Supplied data ::
******************************

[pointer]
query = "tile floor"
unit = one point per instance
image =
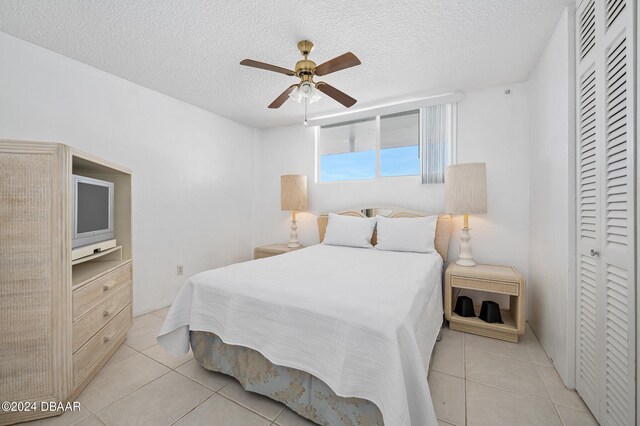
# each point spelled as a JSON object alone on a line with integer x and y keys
{"x": 474, "y": 381}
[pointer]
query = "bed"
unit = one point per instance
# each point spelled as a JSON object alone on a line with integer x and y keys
{"x": 341, "y": 335}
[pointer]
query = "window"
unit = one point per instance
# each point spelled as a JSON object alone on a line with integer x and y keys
{"x": 409, "y": 143}
{"x": 400, "y": 144}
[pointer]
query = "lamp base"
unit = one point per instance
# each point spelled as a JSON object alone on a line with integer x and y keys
{"x": 293, "y": 235}
{"x": 465, "y": 258}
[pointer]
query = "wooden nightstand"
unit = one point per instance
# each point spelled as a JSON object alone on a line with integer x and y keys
{"x": 272, "y": 250}
{"x": 490, "y": 279}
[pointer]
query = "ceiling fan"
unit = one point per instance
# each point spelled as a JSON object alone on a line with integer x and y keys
{"x": 306, "y": 70}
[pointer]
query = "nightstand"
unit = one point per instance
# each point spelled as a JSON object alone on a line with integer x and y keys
{"x": 272, "y": 250}
{"x": 489, "y": 279}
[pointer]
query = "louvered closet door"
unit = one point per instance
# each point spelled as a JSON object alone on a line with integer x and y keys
{"x": 605, "y": 346}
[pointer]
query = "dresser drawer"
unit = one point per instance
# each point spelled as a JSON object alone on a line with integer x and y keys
{"x": 97, "y": 317}
{"x": 95, "y": 292}
{"x": 100, "y": 344}
{"x": 486, "y": 285}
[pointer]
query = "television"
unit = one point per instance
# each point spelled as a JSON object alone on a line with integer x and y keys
{"x": 92, "y": 211}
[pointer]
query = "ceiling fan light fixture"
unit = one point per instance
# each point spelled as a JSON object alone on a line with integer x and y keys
{"x": 296, "y": 95}
{"x": 314, "y": 95}
{"x": 306, "y": 70}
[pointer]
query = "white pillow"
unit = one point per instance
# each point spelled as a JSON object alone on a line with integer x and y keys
{"x": 349, "y": 231}
{"x": 415, "y": 234}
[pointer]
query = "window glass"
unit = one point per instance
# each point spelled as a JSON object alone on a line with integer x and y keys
{"x": 348, "y": 151}
{"x": 400, "y": 144}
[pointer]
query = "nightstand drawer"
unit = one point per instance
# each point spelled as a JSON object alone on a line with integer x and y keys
{"x": 486, "y": 285}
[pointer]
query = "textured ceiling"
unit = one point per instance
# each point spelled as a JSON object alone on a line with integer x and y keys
{"x": 190, "y": 49}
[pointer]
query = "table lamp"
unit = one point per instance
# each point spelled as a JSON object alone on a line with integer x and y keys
{"x": 465, "y": 192}
{"x": 293, "y": 196}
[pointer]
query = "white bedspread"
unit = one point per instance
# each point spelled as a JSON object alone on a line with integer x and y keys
{"x": 362, "y": 320}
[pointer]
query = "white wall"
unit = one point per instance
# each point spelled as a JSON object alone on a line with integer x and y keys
{"x": 492, "y": 128}
{"x": 551, "y": 244}
{"x": 192, "y": 170}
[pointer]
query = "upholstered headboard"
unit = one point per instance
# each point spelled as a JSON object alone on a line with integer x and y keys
{"x": 443, "y": 225}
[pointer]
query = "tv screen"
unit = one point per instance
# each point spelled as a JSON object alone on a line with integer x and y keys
{"x": 93, "y": 208}
{"x": 93, "y": 212}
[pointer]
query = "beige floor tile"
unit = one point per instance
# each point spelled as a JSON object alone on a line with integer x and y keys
{"x": 123, "y": 352}
{"x": 448, "y": 358}
{"x": 500, "y": 347}
{"x": 120, "y": 379}
{"x": 571, "y": 417}
{"x": 161, "y": 402}
{"x": 259, "y": 403}
{"x": 219, "y": 411}
{"x": 161, "y": 313}
{"x": 66, "y": 419}
{"x": 141, "y": 337}
{"x": 89, "y": 421}
{"x": 503, "y": 372}
{"x": 489, "y": 406}
{"x": 537, "y": 353}
{"x": 558, "y": 392}
{"x": 452, "y": 336}
{"x": 210, "y": 379}
{"x": 156, "y": 352}
{"x": 291, "y": 418}
{"x": 447, "y": 393}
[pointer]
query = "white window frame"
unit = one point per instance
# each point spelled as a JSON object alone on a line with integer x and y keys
{"x": 379, "y": 112}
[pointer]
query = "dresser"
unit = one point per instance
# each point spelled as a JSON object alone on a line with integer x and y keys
{"x": 60, "y": 319}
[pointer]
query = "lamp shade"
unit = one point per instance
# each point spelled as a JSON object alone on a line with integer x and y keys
{"x": 465, "y": 188}
{"x": 293, "y": 192}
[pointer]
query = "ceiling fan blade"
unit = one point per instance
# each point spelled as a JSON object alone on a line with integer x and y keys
{"x": 277, "y": 103}
{"x": 347, "y": 60}
{"x": 268, "y": 67}
{"x": 336, "y": 94}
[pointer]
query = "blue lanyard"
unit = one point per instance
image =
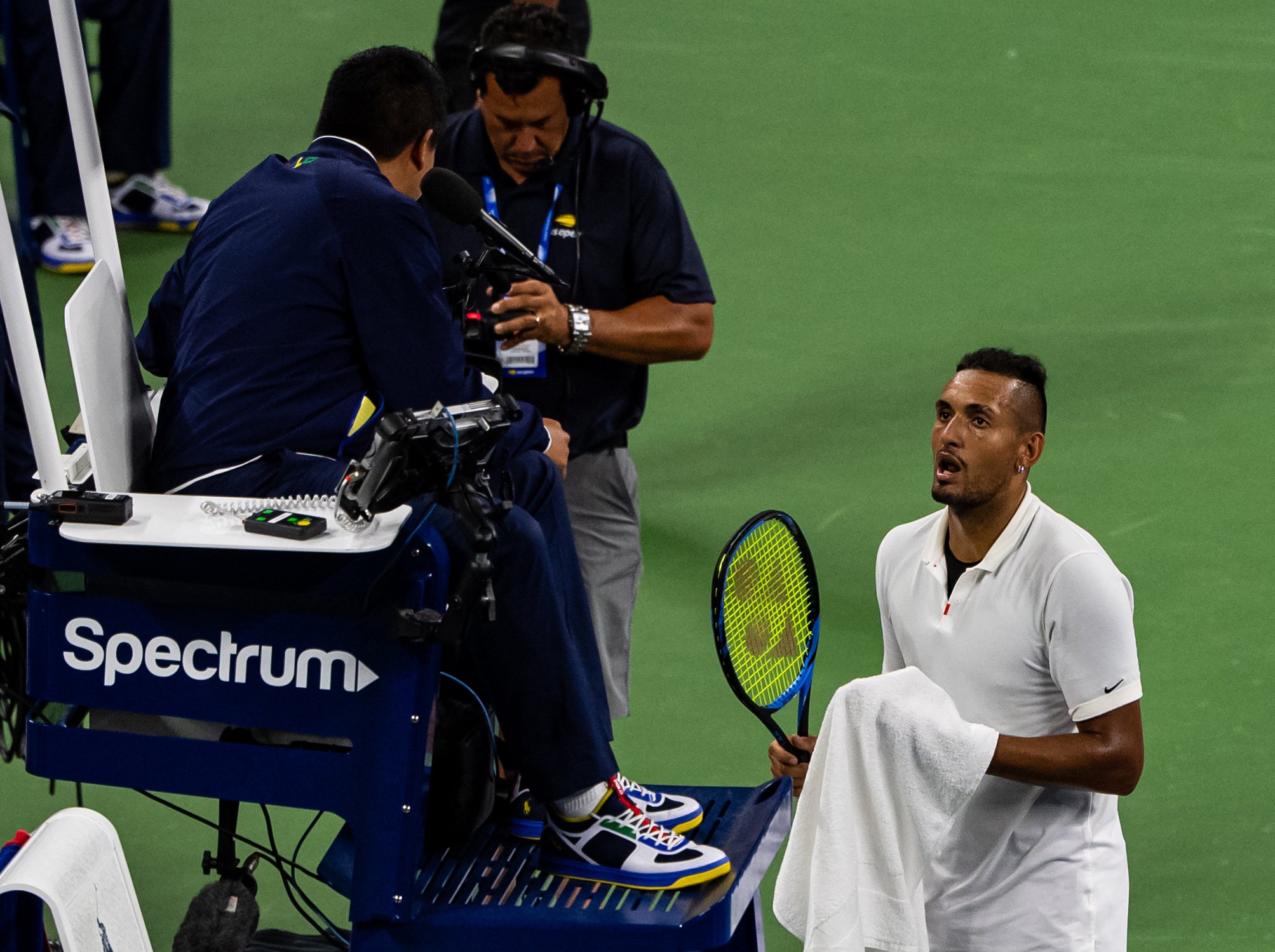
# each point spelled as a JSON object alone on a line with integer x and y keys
{"x": 489, "y": 197}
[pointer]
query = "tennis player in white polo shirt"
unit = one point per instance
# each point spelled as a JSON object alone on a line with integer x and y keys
{"x": 1022, "y": 617}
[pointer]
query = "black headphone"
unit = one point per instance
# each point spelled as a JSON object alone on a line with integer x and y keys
{"x": 583, "y": 83}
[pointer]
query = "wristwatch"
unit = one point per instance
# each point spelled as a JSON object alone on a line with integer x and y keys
{"x": 582, "y": 329}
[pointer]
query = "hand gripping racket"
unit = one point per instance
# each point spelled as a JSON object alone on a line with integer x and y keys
{"x": 766, "y": 620}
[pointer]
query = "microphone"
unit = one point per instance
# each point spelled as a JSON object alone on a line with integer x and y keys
{"x": 453, "y": 198}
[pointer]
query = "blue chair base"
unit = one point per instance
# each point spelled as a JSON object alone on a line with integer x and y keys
{"x": 490, "y": 894}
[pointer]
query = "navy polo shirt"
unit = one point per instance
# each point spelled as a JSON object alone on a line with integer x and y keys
{"x": 309, "y": 286}
{"x": 633, "y": 240}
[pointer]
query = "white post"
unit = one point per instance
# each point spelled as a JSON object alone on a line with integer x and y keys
{"x": 26, "y": 361}
{"x": 88, "y": 148}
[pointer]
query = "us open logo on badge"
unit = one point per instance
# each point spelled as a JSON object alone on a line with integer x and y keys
{"x": 565, "y": 227}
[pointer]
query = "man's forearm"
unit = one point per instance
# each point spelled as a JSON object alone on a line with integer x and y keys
{"x": 653, "y": 330}
{"x": 1106, "y": 756}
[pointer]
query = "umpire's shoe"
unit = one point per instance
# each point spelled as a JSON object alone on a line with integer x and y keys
{"x": 620, "y": 844}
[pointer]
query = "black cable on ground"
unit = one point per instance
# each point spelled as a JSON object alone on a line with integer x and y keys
{"x": 290, "y": 883}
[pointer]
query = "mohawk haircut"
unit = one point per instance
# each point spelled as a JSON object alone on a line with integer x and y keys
{"x": 1025, "y": 367}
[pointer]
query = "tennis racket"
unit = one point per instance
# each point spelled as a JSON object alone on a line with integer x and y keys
{"x": 766, "y": 620}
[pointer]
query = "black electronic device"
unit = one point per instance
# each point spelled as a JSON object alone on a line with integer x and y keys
{"x": 583, "y": 83}
{"x": 445, "y": 452}
{"x": 83, "y": 506}
{"x": 285, "y": 524}
{"x": 440, "y": 450}
{"x": 453, "y": 198}
{"x": 503, "y": 262}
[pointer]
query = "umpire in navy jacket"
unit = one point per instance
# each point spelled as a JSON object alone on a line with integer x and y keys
{"x": 309, "y": 300}
{"x": 596, "y": 204}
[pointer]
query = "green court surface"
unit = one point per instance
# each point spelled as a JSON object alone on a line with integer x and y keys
{"x": 877, "y": 187}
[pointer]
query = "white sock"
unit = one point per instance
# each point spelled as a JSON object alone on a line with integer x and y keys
{"x": 581, "y": 805}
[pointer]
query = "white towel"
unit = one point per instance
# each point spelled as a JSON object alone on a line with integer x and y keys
{"x": 893, "y": 767}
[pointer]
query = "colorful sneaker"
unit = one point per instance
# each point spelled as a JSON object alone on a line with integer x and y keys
{"x": 675, "y": 812}
{"x": 153, "y": 202}
{"x": 65, "y": 246}
{"x": 525, "y": 817}
{"x": 620, "y": 844}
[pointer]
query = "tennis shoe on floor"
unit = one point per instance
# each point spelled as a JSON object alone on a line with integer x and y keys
{"x": 153, "y": 202}
{"x": 675, "y": 812}
{"x": 65, "y": 246}
{"x": 620, "y": 844}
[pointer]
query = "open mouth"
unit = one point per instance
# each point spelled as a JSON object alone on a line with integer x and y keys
{"x": 947, "y": 467}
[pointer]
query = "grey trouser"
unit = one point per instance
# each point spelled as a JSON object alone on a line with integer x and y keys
{"x": 602, "y": 502}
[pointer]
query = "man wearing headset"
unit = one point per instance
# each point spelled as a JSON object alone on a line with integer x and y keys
{"x": 596, "y": 204}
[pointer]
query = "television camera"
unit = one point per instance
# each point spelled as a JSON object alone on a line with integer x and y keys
{"x": 503, "y": 262}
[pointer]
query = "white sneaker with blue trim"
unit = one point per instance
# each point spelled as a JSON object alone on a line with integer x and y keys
{"x": 620, "y": 844}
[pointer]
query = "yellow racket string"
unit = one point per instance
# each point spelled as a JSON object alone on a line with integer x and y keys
{"x": 766, "y": 612}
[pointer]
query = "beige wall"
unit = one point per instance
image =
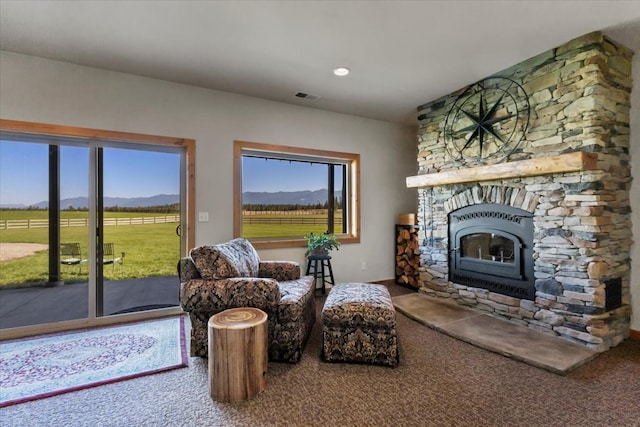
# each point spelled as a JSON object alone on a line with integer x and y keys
{"x": 40, "y": 90}
{"x": 635, "y": 193}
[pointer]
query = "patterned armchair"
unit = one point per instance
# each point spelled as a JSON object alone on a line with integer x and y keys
{"x": 229, "y": 275}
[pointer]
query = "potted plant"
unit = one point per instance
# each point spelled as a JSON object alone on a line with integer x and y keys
{"x": 321, "y": 244}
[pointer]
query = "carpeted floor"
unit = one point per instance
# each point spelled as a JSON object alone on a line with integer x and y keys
{"x": 441, "y": 381}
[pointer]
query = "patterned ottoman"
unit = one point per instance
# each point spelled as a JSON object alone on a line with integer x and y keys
{"x": 359, "y": 325}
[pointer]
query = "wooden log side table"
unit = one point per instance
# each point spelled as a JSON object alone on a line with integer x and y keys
{"x": 237, "y": 354}
{"x": 316, "y": 265}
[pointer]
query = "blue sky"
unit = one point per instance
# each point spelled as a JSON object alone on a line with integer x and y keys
{"x": 24, "y": 173}
{"x": 131, "y": 173}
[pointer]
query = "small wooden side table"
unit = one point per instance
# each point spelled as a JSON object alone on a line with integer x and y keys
{"x": 237, "y": 354}
{"x": 316, "y": 267}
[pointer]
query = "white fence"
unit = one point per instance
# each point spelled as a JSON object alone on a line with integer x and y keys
{"x": 7, "y": 224}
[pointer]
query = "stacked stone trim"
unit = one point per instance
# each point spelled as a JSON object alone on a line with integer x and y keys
{"x": 580, "y": 101}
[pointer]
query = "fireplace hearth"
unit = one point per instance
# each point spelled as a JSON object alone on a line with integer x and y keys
{"x": 541, "y": 238}
{"x": 491, "y": 247}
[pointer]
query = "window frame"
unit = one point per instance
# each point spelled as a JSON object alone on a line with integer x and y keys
{"x": 322, "y": 156}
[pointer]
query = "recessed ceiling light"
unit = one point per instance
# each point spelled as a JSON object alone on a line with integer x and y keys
{"x": 341, "y": 71}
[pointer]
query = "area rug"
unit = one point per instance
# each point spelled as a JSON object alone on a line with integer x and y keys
{"x": 48, "y": 365}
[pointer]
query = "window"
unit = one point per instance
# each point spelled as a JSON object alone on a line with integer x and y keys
{"x": 283, "y": 193}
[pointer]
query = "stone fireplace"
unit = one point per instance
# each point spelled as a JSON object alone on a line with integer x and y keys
{"x": 541, "y": 238}
{"x": 491, "y": 247}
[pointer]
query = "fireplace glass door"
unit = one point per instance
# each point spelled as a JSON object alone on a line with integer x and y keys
{"x": 488, "y": 246}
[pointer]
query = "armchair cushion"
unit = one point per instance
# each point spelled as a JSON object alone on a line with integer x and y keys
{"x": 236, "y": 258}
{"x": 218, "y": 295}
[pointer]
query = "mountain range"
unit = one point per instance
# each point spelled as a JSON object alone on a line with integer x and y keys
{"x": 306, "y": 197}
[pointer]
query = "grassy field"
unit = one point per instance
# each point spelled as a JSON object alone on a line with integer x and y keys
{"x": 150, "y": 250}
{"x": 290, "y": 226}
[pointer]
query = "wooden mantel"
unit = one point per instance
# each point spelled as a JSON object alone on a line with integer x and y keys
{"x": 569, "y": 162}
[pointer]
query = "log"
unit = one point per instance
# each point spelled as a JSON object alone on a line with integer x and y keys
{"x": 561, "y": 163}
{"x": 237, "y": 354}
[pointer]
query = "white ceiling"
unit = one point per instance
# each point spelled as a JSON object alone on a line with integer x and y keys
{"x": 402, "y": 53}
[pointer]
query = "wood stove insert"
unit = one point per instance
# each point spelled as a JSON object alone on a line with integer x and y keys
{"x": 491, "y": 247}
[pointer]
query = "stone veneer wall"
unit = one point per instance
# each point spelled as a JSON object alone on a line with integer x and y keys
{"x": 580, "y": 101}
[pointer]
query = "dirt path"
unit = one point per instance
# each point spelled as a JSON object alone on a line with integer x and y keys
{"x": 9, "y": 251}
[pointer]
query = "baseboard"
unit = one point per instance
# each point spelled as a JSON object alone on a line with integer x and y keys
{"x": 385, "y": 282}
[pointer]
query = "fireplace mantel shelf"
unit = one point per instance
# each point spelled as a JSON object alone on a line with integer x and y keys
{"x": 568, "y": 162}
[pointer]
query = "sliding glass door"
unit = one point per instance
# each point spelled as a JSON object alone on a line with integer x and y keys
{"x": 89, "y": 229}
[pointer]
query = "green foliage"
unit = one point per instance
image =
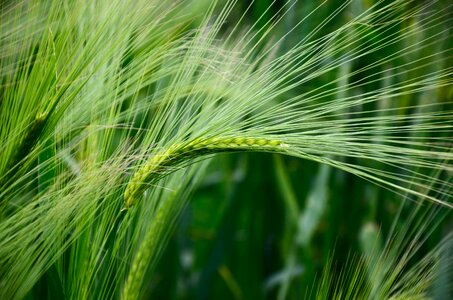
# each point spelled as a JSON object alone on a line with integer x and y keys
{"x": 104, "y": 102}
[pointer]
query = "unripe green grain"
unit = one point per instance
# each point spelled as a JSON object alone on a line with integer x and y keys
{"x": 156, "y": 166}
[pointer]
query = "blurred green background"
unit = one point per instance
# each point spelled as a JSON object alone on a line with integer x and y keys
{"x": 263, "y": 226}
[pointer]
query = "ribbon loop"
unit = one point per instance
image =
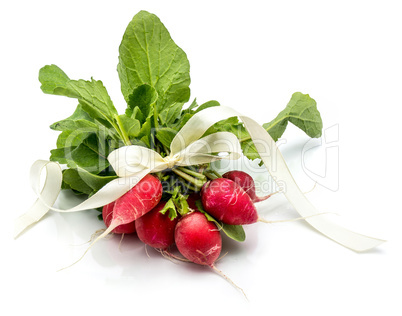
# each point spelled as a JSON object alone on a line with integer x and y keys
{"x": 132, "y": 163}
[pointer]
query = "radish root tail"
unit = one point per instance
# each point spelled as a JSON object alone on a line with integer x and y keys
{"x": 104, "y": 234}
{"x": 229, "y": 280}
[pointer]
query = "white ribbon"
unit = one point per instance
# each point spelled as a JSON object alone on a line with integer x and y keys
{"x": 132, "y": 163}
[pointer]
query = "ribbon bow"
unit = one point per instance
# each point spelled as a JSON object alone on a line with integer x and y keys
{"x": 132, "y": 163}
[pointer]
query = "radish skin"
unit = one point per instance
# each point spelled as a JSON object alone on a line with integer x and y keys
{"x": 107, "y": 218}
{"x": 198, "y": 239}
{"x": 225, "y": 200}
{"x": 156, "y": 229}
{"x": 142, "y": 198}
{"x": 246, "y": 182}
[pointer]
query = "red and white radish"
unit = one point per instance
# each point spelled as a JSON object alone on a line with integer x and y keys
{"x": 225, "y": 200}
{"x": 246, "y": 182}
{"x": 156, "y": 229}
{"x": 142, "y": 198}
{"x": 198, "y": 239}
{"x": 107, "y": 212}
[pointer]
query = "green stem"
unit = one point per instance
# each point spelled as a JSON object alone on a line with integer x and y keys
{"x": 155, "y": 118}
{"x": 212, "y": 174}
{"x": 196, "y": 182}
{"x": 122, "y": 131}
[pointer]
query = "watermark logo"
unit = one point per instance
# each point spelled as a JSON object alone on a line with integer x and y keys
{"x": 320, "y": 159}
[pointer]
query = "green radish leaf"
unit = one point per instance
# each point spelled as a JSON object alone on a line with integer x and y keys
{"x": 145, "y": 135}
{"x": 301, "y": 111}
{"x": 170, "y": 114}
{"x": 131, "y": 125}
{"x": 148, "y": 55}
{"x": 61, "y": 155}
{"x": 171, "y": 207}
{"x": 92, "y": 95}
{"x": 71, "y": 138}
{"x": 54, "y": 81}
{"x": 207, "y": 105}
{"x": 143, "y": 97}
{"x": 235, "y": 232}
{"x": 165, "y": 135}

******************************

Exercise description ::
Find every line in the items that contains the word "light" and copy each one out.

Exercise result ::
query = "ceiling fan light fixture"
query = "recessed ceiling light"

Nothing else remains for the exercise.